EXTRAIT CHOISI:
============================================================

À présent que la fièvre est un peu retombée, les récents événements autour de l’édification du barrage de Sivens (département du Tarn) doivent nous conduire à en tirer des enseignements pour la gouvernance d’un pays démocratique au XXIe siècle.
Tout d’abord, l’affaire de Sivens met en lumière les dysfonctionnements des pouvoirs publics et montre les limites de la décentralisation.
En premier lieu, il est avéré que plusieurs personnes faisaient partie à la fois des instances de décision (le conseil général), des instances de financement (le conseil régional et l’agence de bassin), et enfin de l’organisme public d’aménagement. Le cumul des mandats et des responsabilités est ainsi directement mis en cause, puisque des élus ont pu se trouver à tous les niveaux de la décision publique, entrainant un conflit évident d’intérêts.
En second lieu, la répartition des compétences et des responsabilités, issue de la décentralisation, a montré son caractère bancal. Le conseil général décide des ouvrages nécessaires à l’agriculture, mais n’est compétent ni en matière d’usage de l’eau (c’est l’agence de bassin), ni en matière de préservation des biotopes (c’est le ministère de l’environnement), ni en matière de maintien de l’ordre (c’est le ministère de l’intérieur et, localement, le préfet qui en sont responsables). Ceci renvoie à la question de l’éparpillement des compétences, et, subséquemment, à celle de la responsabilité publique. Il est d’ailleurs significatif que, très rapidement, le dossier a été pris en mains par l’État, sans guère d’égards pour les compétences décentralisées.

============================================================

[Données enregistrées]
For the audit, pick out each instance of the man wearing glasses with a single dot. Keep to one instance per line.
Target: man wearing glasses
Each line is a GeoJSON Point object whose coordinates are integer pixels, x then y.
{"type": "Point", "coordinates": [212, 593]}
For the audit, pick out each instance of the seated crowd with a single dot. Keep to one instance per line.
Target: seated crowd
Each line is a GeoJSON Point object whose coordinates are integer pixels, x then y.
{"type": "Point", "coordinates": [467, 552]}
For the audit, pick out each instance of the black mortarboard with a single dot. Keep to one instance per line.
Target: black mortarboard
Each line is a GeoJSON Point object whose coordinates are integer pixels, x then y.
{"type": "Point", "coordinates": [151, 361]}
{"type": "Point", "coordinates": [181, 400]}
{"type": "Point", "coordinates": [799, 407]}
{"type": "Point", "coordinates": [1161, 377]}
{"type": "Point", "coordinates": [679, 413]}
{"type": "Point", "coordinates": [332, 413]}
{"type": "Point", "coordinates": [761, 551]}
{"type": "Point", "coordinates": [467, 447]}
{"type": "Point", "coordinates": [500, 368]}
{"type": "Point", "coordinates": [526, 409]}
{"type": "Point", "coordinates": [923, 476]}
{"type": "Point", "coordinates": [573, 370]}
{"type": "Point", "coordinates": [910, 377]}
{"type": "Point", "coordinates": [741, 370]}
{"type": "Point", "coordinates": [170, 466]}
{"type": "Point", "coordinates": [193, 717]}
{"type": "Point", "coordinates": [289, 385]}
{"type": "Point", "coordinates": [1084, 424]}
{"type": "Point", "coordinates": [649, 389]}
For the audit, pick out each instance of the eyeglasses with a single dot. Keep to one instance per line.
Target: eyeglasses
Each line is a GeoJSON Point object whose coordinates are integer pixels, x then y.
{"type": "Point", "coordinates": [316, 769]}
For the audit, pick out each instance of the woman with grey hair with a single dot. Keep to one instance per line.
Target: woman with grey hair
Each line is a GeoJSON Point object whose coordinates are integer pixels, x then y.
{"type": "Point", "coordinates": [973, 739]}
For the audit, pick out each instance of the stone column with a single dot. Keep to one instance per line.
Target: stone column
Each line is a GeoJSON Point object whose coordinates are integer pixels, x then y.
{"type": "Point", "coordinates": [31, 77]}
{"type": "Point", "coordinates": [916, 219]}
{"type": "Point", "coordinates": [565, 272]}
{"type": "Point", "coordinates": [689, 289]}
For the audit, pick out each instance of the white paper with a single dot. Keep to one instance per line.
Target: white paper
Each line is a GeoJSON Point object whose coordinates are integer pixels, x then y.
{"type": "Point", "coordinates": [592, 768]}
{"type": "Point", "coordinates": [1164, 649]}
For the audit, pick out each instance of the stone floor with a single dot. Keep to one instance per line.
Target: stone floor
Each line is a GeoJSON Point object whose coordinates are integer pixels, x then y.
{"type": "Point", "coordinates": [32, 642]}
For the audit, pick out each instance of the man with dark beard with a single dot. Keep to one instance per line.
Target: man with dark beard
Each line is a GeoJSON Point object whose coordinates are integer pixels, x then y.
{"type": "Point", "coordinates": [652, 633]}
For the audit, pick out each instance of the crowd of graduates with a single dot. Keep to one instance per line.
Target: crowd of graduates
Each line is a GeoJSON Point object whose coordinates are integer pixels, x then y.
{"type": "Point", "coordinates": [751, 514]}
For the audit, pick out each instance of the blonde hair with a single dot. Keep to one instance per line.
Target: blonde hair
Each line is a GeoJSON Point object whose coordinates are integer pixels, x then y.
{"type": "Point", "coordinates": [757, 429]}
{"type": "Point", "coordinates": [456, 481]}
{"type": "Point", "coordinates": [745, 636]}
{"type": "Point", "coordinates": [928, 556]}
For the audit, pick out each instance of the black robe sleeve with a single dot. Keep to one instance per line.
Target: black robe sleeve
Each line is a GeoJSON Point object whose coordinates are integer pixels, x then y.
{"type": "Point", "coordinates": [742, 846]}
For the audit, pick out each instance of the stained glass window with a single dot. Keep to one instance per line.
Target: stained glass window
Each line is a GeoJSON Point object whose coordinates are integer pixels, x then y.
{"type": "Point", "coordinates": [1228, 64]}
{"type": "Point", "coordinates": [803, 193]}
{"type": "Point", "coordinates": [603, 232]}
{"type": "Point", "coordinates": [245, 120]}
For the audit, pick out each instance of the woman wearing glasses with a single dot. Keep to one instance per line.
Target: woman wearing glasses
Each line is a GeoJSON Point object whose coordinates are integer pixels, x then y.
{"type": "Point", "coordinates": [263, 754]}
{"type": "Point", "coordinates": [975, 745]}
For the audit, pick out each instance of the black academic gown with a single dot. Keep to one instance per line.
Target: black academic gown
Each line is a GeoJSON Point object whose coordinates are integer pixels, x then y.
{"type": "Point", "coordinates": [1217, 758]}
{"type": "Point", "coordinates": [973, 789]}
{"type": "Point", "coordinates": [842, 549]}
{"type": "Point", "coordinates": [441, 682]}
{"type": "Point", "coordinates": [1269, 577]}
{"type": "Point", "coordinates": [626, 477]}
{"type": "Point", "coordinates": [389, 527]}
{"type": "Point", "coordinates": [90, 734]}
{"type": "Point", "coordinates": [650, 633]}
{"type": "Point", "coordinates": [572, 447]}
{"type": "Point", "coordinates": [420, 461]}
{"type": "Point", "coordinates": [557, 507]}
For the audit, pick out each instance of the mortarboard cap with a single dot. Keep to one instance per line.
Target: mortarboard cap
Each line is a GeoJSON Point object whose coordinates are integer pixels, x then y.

============================================================

ÉNONCÉ: Recopiez le passage de l'extrait sur le barrage de Sivens qui s'ouvre sur les mots « À présent que » et se clôt sur « au XXIe siècle. », en y remplaçant « fièvre » par « tension ». Ce matériel n'a aucun rapport avec l'extrait sur le barrage de Sivens.

RÉSULTAT:
À présent que la tension est un peu retombée, les récents événements autour de l’édification du barrage de Sivens (département du Tarn) doivent nous conduire à en tirer des enseignements pour la gouvernance d’un pays démocratique au XXIe siècle.